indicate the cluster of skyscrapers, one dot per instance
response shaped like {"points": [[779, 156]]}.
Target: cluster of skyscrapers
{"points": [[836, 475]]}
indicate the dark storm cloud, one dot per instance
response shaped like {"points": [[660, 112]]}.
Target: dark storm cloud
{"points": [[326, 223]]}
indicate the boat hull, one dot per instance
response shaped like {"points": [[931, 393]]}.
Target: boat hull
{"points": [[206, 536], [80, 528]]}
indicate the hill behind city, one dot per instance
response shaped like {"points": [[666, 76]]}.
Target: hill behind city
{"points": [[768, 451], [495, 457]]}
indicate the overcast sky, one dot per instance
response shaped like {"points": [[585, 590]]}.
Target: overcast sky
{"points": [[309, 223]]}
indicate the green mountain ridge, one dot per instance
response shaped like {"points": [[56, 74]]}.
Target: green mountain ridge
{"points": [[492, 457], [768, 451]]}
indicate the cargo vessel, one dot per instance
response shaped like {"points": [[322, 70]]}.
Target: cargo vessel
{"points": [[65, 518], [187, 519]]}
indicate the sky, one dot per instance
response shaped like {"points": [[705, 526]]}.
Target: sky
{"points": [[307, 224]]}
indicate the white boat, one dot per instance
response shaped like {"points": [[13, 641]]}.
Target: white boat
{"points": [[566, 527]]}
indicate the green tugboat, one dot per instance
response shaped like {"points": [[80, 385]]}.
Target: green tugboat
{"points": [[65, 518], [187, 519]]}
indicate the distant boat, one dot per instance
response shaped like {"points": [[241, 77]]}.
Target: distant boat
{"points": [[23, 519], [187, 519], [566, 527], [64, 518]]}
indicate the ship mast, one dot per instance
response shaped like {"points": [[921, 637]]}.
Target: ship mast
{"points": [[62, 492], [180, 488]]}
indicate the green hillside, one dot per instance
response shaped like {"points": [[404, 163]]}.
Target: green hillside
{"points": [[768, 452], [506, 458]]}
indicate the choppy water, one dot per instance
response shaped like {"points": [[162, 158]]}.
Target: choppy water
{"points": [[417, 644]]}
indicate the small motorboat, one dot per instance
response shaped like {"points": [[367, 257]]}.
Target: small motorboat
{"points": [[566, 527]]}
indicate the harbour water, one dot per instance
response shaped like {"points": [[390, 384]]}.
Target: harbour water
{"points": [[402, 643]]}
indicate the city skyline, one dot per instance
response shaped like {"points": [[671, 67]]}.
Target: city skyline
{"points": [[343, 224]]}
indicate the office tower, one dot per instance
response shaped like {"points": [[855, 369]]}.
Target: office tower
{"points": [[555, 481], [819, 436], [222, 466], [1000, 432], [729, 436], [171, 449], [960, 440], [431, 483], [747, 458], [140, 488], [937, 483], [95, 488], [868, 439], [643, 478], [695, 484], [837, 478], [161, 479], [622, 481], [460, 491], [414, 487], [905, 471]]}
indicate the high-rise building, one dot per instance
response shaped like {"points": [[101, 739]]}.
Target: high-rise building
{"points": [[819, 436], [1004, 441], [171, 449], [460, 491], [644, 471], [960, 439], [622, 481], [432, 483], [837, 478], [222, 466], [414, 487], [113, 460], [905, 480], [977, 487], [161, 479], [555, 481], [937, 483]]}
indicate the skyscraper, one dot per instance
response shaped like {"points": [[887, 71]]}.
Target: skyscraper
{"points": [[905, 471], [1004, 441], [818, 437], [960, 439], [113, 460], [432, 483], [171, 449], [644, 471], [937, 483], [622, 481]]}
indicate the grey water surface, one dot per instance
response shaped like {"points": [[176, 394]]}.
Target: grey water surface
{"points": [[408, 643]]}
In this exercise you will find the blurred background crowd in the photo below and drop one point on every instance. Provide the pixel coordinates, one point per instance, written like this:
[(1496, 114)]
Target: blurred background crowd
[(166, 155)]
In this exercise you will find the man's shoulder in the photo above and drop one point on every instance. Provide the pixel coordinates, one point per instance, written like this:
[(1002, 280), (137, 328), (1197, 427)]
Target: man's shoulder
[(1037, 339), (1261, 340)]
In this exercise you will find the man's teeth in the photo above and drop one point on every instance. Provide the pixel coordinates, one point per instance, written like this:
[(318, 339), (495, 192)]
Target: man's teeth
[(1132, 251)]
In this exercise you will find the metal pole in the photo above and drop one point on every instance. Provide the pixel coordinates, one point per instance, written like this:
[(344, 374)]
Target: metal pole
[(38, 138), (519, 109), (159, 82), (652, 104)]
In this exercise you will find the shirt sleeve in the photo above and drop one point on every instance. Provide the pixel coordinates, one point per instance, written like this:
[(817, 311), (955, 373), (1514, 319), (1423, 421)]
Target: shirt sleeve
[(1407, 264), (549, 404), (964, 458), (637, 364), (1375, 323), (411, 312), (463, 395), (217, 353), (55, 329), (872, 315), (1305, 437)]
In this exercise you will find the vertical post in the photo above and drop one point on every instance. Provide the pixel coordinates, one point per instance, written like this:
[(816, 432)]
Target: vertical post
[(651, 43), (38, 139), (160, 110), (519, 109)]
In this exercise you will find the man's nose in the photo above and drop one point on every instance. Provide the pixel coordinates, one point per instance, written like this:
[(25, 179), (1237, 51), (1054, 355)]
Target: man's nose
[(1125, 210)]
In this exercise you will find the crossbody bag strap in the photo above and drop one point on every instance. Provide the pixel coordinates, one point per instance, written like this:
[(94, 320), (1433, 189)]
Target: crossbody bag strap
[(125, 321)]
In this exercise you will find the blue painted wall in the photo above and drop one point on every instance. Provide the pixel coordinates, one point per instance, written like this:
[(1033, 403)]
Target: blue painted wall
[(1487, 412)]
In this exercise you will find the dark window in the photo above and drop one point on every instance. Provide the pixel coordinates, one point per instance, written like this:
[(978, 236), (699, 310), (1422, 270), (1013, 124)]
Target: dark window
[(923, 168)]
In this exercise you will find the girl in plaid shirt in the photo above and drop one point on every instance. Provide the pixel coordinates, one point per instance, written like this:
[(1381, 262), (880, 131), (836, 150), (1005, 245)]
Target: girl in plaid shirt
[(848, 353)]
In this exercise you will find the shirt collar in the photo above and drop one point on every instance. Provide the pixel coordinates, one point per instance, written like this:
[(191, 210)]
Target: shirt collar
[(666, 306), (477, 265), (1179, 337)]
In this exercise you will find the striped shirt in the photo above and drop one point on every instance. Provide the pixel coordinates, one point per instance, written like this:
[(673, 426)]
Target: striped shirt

#### Your instructions:
Take the listing above and write it out again exactly.

#### Answer box:
indicate the cluster of skyscrapers, one dot per instance
response shaped like {"points": [[779, 156]]}.
Target: cluster of skyscrapers
{"points": [[836, 475]]}
indicate the dark storm cloud, one dot per instance
response shaped like {"points": [[660, 112]]}.
Target: dark storm cloud
{"points": [[326, 223]]}
indicate the boat hull, one dot per instance
response shaped like {"points": [[931, 393]]}.
Target: boat hull
{"points": [[206, 536], [80, 528]]}
indicate the hill behind city, one dot per instance
response shaped like {"points": [[666, 76]]}.
Target: hill behind city
{"points": [[768, 451], [495, 457]]}
indicate the overcast sky, one dot per instance
response shaped like {"points": [[585, 590]]}.
Target: overcast sky
{"points": [[309, 223]]}
indicate the green mountain ridge, one dot per instance
response shaped like {"points": [[56, 74]]}.
Target: green mountain ridge
{"points": [[492, 457], [768, 451]]}
indicate the cargo vessel, one dot per instance
response shaped like {"points": [[322, 70]]}.
Target: cargo vessel
{"points": [[65, 518], [187, 519]]}
indicate the sky, one dot per instance
response shaped like {"points": [[705, 526]]}.
Target: sky
{"points": [[307, 224]]}
indicate the white boat, one dot per instance
response shaped like {"points": [[13, 641]]}.
Target: white boat
{"points": [[566, 527]]}
indicate the green tugboat, one dot per instance
response shaped like {"points": [[80, 385]]}.
Target: green tugboat
{"points": [[65, 518], [187, 519]]}
indicate the distant boat, one dot per instance
response shaped like {"points": [[241, 77]]}.
Target: distant boat
{"points": [[23, 519], [187, 519], [566, 527], [64, 518]]}
indicate the ship mast, one dot per instance
response shaped like {"points": [[921, 637]]}.
Target: ship mast
{"points": [[62, 492], [180, 488]]}
indicate the green hillside, one dot per instance
response shaped like {"points": [[404, 163]]}.
Target: green hillside
{"points": [[768, 452], [506, 458]]}
indicate the choppy water, one dot per instance
response shaped like {"points": [[162, 158]]}.
Target: choppy water
{"points": [[417, 644]]}
indicate the small motorboat, one dot per instance
response shaped like {"points": [[367, 257]]}.
Target: small motorboat
{"points": [[566, 527]]}
indicate the harbour water, one dot per instance
response shaped like {"points": [[390, 384]]}.
Target: harbour water
{"points": [[402, 643]]}
indicate the city skyline, one dot per instance
response shaped like {"points": [[671, 67]]}.
Target: city skyline
{"points": [[343, 224]]}
indicate the office tower, one dot per instance
response shaped like {"points": [[855, 369]]}.
Target: office tower
{"points": [[555, 481], [819, 436], [222, 466], [1000, 432], [729, 436], [171, 449], [960, 440], [431, 483], [747, 458], [140, 488], [937, 483], [95, 488], [868, 439], [643, 478], [695, 484], [837, 478], [161, 479], [622, 481], [460, 491], [414, 487], [905, 471]]}
indicate the high-rise building, one dot per instance
response shaped like {"points": [[101, 739]]}.
Target: high-rise building
{"points": [[819, 436], [1004, 441], [171, 449], [460, 491], [644, 471], [960, 439], [622, 481], [432, 483], [837, 478], [222, 466], [414, 487], [113, 460], [905, 480], [977, 487], [161, 479], [555, 481], [937, 483]]}
indicate the skyscraper, one dot per instance
response shaped like {"points": [[887, 71]]}.
Target: skyscraper
{"points": [[905, 471], [1004, 441], [818, 437], [960, 439], [113, 460], [432, 483], [171, 449], [644, 471], [937, 483], [622, 481]]}
indicate the grey water surface, one dot per instance
response shaped like {"points": [[176, 394]]}.
Target: grey water surface
{"points": [[408, 643]]}
In this exercise you will find the blurred background crowd in the photo below and drop one point on every instance. Provide the pixel coordinates, one point per instance, written like this:
[(1496, 114)]
Target: blurred background crowd
[(166, 155)]
In this exercise you will find the man's shoulder in the photo above and drop one point on every instance. Provide the pixel coordinates, one point per instance, written like this:
[(1002, 280), (137, 328), (1197, 427)]
Target: man's shoulder
[(1037, 339), (1261, 340)]
In this exercise you will find the man's teeth in the photo above and drop one point on every instance. Provide the pixel coordinates, one point per instance, written like this:
[(318, 339), (495, 192)]
Target: man's teeth
[(1132, 251)]
In this exercise you will find the metal pole in the photo above and drop one point on every instance. Provide the pixel coordinates, one point per instance, written like this:
[(344, 374)]
Target: metal pole
[(38, 138), (519, 109), (159, 82), (652, 104)]
In this exercise you will find the shirt sleeve in the photo above and drop one point on every instance. Provide the pixel coordinates, one point per instance, written like this:
[(817, 311), (955, 373), (1514, 319), (1423, 421)]
Target: shirt sleeve
[(1407, 264), (549, 404), (964, 458), (637, 364), (1375, 323), (411, 312), (463, 395), (217, 353), (55, 329), (872, 315), (1305, 437)]
In this exercise you will find the vertical post in the photo above and drop one point on every instance. Provide the pixel coordinates, one point per instance, written like this:
[(816, 432)]
Target: vertical post
[(651, 43), (38, 139), (160, 110), (519, 109)]
In this exercise you will find the man's nose in the photo above and drop one point on every instance. Provide the pixel coordinates, one point per instance, written like this:
[(25, 179), (1237, 51), (1054, 355)]
Target: man's nose
[(1125, 210)]
In this exercise you will find the crossbody bag strap in the photo above and drop one point on every instance. Provide the pixel coordinates, one point per instance, written like this:
[(94, 320), (1433, 189)]
Target: crossbody bag strap
[(125, 321)]
In this exercise you will find the blue painted wall in the photo above and drop one point on every instance. Provide the pixel coordinates, one point per instance, written like this:
[(1033, 403)]
Target: blue painted wall
[(1487, 412)]
In this exercise you will find the dark window in the photo above and drop one point on every instance. Provide the pixel coordinates, one point per instance, written like this:
[(978, 236), (699, 310), (1422, 270), (1013, 124)]
Target: dark window
[(923, 168)]
In this exercise you will find the girl in plaid shirt in the photo above and drop one point on every instance. Provide the pixel coordinates, one point per instance, written like this:
[(1381, 262), (880, 131), (836, 150), (1005, 245)]
Target: girl in plaid shirt
[(848, 353)]
In this exercise you will find the shirt collar in the photo above and drop one point on every instance. Provide the pixel coordinates, one point per instance, written like this:
[(191, 210)]
Target: shirt collar
[(666, 306), (477, 265), (1179, 337)]
In this exercise you will find the striped shirt in the photo above and drop one point on every instance. Provide the pixel coordinates, one point per instance, written like this:
[(673, 426)]
Target: striped shirt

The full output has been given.